O que o Weintraub está fazendo? Ele demonstra, não sabemos se vai conseguir, tentar uma relação entre Paulo Guedes e Olavo de Carvalho – o ultrarreacionarismo de Olavo com o ultraliberalismo de Guedes –, e vai abrir espaço para os empresários da educação, institutos e fundações empresariais. Então o Todos pela Educação, Fundação Lemann, Instituto Unibanco, Instituto Natura, entre outros, já estão buscando agenda com ele.
E ao mesmo tempo se sabe que as grandes corporações de educação superior privada também já estão buscando alianças. A maior prova disso é que ele está trazendo para a Secretaria de Regulação de Ensino Superior um homem que veio do governo Temer. Ele está fazendo uma aliança porque, se ele perder base de sustentação no bolsonarismo, como aconteceu com o Vélez, ele pode cair. Então, na lógica empresarial de educação ele vai ter um ponto de sustentação.
O que eu posso dizer de maneira bem clara é que, se o Vélez era ruim pela incompetência e pela falta de noção, esse é pior porque é competente para um projeto que vai prejudicar o direito à educação no Brasil.
SM – Vai acelerar o processo de privatização da educação pública brasileira?
É sempre bom lembrar: não é só a privatização. Ele vai acelerar a privatização da educação, ao mesmo tempo que vai fortalecer a pauta ultrarreacionária – que é o que vai gerar um vínculo estrutural entre ele e o Olavo de Carvalho e os filhos do Bolsonaro. Essa é a estratégia dele. Ele é mais perigoso. O Vélez era péssimo. E ele é pior que o Vélez.

** Listagem de registros **
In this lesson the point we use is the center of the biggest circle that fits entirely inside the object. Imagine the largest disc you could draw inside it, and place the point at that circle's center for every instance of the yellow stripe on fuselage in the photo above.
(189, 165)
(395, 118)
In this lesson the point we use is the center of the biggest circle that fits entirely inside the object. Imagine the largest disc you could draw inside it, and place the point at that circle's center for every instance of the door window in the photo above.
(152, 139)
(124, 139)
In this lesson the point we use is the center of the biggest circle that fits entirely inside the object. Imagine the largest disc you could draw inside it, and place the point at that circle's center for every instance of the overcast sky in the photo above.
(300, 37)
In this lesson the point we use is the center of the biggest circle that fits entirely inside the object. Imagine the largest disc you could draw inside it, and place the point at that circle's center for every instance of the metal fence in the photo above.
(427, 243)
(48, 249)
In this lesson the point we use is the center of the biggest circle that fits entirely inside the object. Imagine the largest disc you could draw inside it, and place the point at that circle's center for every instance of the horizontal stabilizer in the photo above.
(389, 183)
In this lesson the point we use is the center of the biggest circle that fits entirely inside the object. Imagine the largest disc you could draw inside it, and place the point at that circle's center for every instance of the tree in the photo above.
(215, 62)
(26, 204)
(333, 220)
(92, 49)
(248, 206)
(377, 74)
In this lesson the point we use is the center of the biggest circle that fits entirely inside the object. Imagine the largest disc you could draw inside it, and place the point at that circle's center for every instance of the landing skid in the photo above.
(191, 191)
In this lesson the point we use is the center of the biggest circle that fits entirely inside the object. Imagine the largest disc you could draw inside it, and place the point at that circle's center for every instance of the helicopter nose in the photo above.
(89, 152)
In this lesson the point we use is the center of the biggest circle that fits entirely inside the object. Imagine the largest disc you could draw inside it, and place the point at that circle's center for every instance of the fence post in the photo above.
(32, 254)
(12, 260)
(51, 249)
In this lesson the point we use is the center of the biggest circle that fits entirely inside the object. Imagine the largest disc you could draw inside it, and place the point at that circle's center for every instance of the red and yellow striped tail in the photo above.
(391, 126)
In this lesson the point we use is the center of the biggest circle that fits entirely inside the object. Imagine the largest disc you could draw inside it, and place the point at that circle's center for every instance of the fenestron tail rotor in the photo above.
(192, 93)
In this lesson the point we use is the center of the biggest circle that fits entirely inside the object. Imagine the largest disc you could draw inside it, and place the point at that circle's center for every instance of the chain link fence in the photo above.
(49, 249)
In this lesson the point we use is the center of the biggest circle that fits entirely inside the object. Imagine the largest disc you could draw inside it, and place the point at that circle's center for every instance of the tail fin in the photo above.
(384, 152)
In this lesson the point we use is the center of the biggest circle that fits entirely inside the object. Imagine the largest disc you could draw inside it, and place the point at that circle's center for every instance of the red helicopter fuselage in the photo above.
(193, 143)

** Exercício **
Transcreva do texto fornecido, sem qualquer alteração, o trecho que vai de "O que eu posso" até "que o Vélez.".

** Resolução **
O que eu posso dizer de maneira bem clara é que, se o Vélez era ruim pela incompetência e pela falta de noção, esse é pior porque é competente para um projeto que vai prejudicar o direito à educação no Brasil.
SM – Vai acelerar o processo de privatização da educação pública brasileira?
É sempre bom lembrar: não é só a privatização. Ele vai acelerar a privatização da educação, ao mesmo tempo que vai fortalecer a pauta ultrarreacionária – que é o que vai gerar um vínculo estrutural entre ele e o Olavo de Carvalho e os filhos do Bolsonaro. Essa é a estratégia dele. Ele é mais perigoso. O Vélez era péssimo. E ele é pior que o Vélez.